[Task]:
Give back every one of the records below word for word, without changing anything.

#####

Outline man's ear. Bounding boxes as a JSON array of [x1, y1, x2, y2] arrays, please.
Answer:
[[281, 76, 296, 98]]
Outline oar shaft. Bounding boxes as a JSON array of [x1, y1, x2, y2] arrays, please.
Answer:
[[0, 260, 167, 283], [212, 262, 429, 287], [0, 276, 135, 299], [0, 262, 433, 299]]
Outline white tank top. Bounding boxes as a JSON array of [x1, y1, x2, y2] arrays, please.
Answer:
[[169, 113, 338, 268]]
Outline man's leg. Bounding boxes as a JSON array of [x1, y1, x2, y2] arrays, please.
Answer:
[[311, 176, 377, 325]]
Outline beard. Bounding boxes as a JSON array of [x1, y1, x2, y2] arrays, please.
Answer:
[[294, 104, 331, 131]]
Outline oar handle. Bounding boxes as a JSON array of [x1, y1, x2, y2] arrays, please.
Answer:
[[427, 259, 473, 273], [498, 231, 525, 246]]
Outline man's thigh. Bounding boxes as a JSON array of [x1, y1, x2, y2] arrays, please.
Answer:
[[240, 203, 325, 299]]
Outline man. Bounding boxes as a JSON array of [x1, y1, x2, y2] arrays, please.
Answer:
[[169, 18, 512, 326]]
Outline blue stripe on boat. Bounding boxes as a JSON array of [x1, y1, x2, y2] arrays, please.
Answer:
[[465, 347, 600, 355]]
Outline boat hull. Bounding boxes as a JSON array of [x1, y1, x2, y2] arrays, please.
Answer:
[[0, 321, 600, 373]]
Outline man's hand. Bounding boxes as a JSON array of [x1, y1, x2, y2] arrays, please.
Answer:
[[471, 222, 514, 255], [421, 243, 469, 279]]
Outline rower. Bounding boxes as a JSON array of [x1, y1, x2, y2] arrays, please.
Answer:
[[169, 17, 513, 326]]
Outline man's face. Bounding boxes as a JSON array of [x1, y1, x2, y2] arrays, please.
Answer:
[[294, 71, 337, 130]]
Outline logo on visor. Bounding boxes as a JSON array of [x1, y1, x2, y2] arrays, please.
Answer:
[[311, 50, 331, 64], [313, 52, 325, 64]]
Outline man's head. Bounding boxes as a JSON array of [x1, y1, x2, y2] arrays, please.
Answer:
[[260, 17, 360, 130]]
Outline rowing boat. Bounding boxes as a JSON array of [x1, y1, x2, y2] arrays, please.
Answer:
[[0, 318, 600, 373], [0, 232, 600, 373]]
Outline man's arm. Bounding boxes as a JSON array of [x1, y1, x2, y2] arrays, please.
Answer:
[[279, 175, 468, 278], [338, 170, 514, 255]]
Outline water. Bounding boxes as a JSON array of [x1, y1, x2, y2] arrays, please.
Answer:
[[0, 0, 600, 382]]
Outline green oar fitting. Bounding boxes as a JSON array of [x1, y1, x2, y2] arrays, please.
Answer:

#####

[Output for this task]:
Outline man's ear. Bounding boxes as a JSON array of [x1, y1, x2, y2] arrays, please.
Answer:
[[281, 76, 296, 98]]
Outline oar shaft. Bounding boxes as a JSON array of [x1, y1, x2, y2] arrays, please.
Answer:
[[0, 260, 167, 283], [212, 262, 429, 287], [0, 276, 135, 299], [0, 262, 433, 299]]
Outline white tank top. Bounding boxes as a JSON array of [x1, y1, x2, y2] arrays, please.
Answer:
[[169, 113, 338, 268]]
Outline man's leg. Bounding boxes as a JSON array of [x1, y1, x2, y2] arrays, please.
Answer:
[[311, 176, 377, 325]]
Outline beard. Bounding boxes as a JSON array of [x1, y1, x2, y2] arrays, please.
Answer:
[[294, 104, 331, 131]]
Outline oar handle. Bounding boxes as a JSON array of [x1, y1, x2, y2] arrays, please.
Answer:
[[427, 259, 473, 273], [498, 231, 525, 246]]
Outline man's thigh. Bounding boxes as a JSON array of [x1, y1, x2, y2] arrays, please.
Answer:
[[240, 203, 325, 299]]
Outline man. Bounding boxes as a JSON array of [x1, y1, x2, y2] arrays, please.
Answer:
[[169, 18, 512, 326]]
Outline blue stripe on boat. Bounding boxes as a JSON array of [x1, y1, x2, y2] arrays, please.
Answer:
[[465, 347, 600, 355]]
Outline boat hull. Bounding boxes as a JSON array of [x1, y1, x2, y2] arrays, please.
Answer:
[[0, 321, 600, 373]]
Outline man's hand. Bounding boxes as a JSON array of [x1, y1, x2, y2] arrays, please.
Answer:
[[471, 222, 514, 255], [421, 243, 469, 279]]
Outline rower. Bounding boxes as a JSON array of [x1, y1, x2, y2] arrays, please.
Answer:
[[169, 17, 513, 326]]
Outline man's face. Bounding boxes as a JSON array of [x1, y1, x2, y2] arrays, please.
Answer:
[[294, 71, 337, 130]]
Outline logo on visor. Bounding boxes as a JSON array of [x1, y1, x2, y2] arrays, please.
Answer:
[[311, 50, 331, 64], [313, 52, 325, 64]]
Outline man's head. Bounding boxes as a JSON array of [x1, y1, x2, y2] arrays, please.
Answer:
[[260, 17, 360, 130]]
Outline rowing boat. Bounding boxes as a JSON array of [x1, y1, x2, y2] arrays, please.
Answer:
[[0, 318, 600, 373], [0, 232, 600, 373]]
Outline man's arm. Bounding boxes as a JSON array of [x1, y1, x2, y2] arrays, please.
Answer:
[[279, 175, 468, 278], [338, 170, 514, 255]]
Outline water. Bounding boxes as a JSON array of [x1, y1, x2, y2] arrays, please.
Answer:
[[0, 0, 600, 382]]
Outline green oar fitting. Bounding boxes as a JSON array of [x1, y1, x2, y2] arrays, please.
Answer:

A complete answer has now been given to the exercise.